Encountering a California condor takes one writer back in time

  • Getty, Yva Momatiuk & John Eastcott
 


"There they are!" shouts one of my hiking companions on this perfect January day, unseasonably warm even for California. I squint toward the horizon, past the crooked ginger-tinted rock spires and slouching gray pines, but see only sky, awash in the glare of the midday sun. Finally, I spot a dozen or so tiny black specks, circling like lazy flies -- but on wings nearly 10 feet long from tip to tip.

It's a thrilling sight, all the more because, not 30 years ago, we nearly lost this magnificent flier for good. The comeback of the California condor, played out against the relentless extinctions of birds, fish and mammals, stands as one of the American West's best-known conservation successes.

The largest living bird in North America, the California condor first appeared in the fossil record some 40,000 years ago, when mastodons still roamed the continent. But despite its deep evolutionary roots and a heroic conservation effort, condors remain among the most imperiled vertebrates on Earth.

When our group gathered in the early morning chill of this surreal landscape, just two and a half hours south of San Francisco, I thought our chances of seeing one were slim; there are only 57 condors in the central California flock. But my doubts begin to fade as a park ranger tells us about recent sightings along the 1,200 foot climb that will take us to Scout Peak -- the best spot to see where, just last year, Condor #317 laid the first egg here in over 100 years. Sadly, her egg was infertile. But the plucky condor and her life partner tried again and are now raising their first-born chick.

Pinnacles is one of five release sites for captive-bred condors. To save the critically endangered birds from near-certain extinction, a diverse team of zoos, nonprofits and government agencies launched a captive breeding program in 1982 -- when just 22 condors remained.

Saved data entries
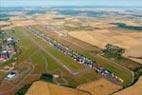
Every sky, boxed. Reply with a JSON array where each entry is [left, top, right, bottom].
[[0, 0, 142, 7]]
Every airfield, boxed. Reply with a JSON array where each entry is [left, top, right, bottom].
[[0, 14, 142, 95]]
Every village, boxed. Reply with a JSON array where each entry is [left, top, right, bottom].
[[27, 26, 123, 84]]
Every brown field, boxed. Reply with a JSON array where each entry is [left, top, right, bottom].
[[113, 77, 142, 95], [69, 29, 142, 63], [78, 79, 122, 95], [26, 81, 89, 95]]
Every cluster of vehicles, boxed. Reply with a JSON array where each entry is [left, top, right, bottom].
[[28, 26, 123, 83], [0, 37, 17, 63]]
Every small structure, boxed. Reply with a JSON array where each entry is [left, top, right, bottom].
[[6, 71, 16, 79]]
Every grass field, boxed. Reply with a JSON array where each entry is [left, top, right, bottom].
[[33, 25, 133, 85], [26, 81, 89, 95], [2, 27, 100, 87], [77, 78, 122, 95], [113, 77, 142, 95]]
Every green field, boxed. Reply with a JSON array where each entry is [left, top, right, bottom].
[[33, 25, 133, 85], [3, 27, 100, 87]]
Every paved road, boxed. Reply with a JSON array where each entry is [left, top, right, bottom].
[[22, 27, 79, 75]]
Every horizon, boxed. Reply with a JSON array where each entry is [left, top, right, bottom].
[[0, 0, 142, 7]]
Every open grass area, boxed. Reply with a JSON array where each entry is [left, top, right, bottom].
[[33, 25, 133, 85], [3, 27, 100, 87]]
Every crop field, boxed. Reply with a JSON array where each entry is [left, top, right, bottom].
[[2, 27, 100, 87], [26, 81, 89, 95], [113, 77, 142, 95], [77, 78, 122, 95], [33, 25, 132, 85]]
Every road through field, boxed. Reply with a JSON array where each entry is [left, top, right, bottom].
[[21, 27, 78, 75]]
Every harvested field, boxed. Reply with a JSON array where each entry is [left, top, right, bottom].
[[78, 79, 122, 95], [26, 81, 89, 95], [113, 77, 142, 95], [69, 29, 142, 63]]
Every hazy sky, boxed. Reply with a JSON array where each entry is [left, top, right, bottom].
[[0, 0, 142, 7]]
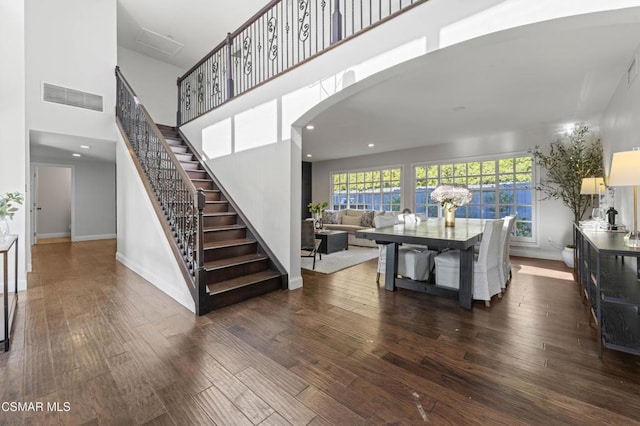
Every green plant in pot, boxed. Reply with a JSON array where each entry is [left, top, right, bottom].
[[307, 201, 329, 229], [534, 124, 603, 224], [534, 124, 603, 266], [0, 192, 24, 241]]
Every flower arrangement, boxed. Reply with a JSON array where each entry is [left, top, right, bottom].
[[307, 201, 329, 214], [0, 192, 24, 219], [431, 185, 473, 210]]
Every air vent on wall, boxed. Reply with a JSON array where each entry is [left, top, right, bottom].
[[136, 28, 184, 56], [42, 83, 103, 112], [627, 56, 638, 87]]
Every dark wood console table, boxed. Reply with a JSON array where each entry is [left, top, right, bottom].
[[0, 235, 18, 352], [576, 227, 640, 357]]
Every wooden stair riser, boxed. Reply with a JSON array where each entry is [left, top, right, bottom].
[[175, 153, 193, 161], [204, 191, 222, 201], [170, 145, 190, 154], [203, 214, 238, 228], [158, 125, 282, 314], [204, 242, 257, 263], [204, 201, 229, 214], [205, 259, 269, 286], [180, 161, 200, 170], [191, 179, 213, 190], [209, 277, 282, 310], [204, 228, 247, 243], [185, 170, 207, 179]]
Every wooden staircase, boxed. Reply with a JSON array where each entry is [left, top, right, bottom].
[[158, 125, 283, 314]]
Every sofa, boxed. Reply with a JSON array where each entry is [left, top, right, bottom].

**Things to do:**
1) Summarize the article on the California condor in two sentences.
2) Answer these questions using the article on the California condor:
(a) How many condors are in the central California flock?
(b) When did the California condor first appear in the fossil record?
(c) In what year did the captive breeding program begin?

**Answers per task:**
1) On a hike at Pinnacles, south of San Francisco, the writer sees a dozen or so condors circling, a thrilling sight since the species nearly vanished not 30 years ago and remains among Earth's most imperiled vertebrates despite a famous conservation comeback. Pinnacles, where Condor #317 laid the first egg in over 100 years and now raises a chick with her partner, is one of five release sites for birds from a captive breeding program launched in 1982, when only 22 condors remained.

2)
(a) 57
(b) Some 40,000 years ago
(c) 1982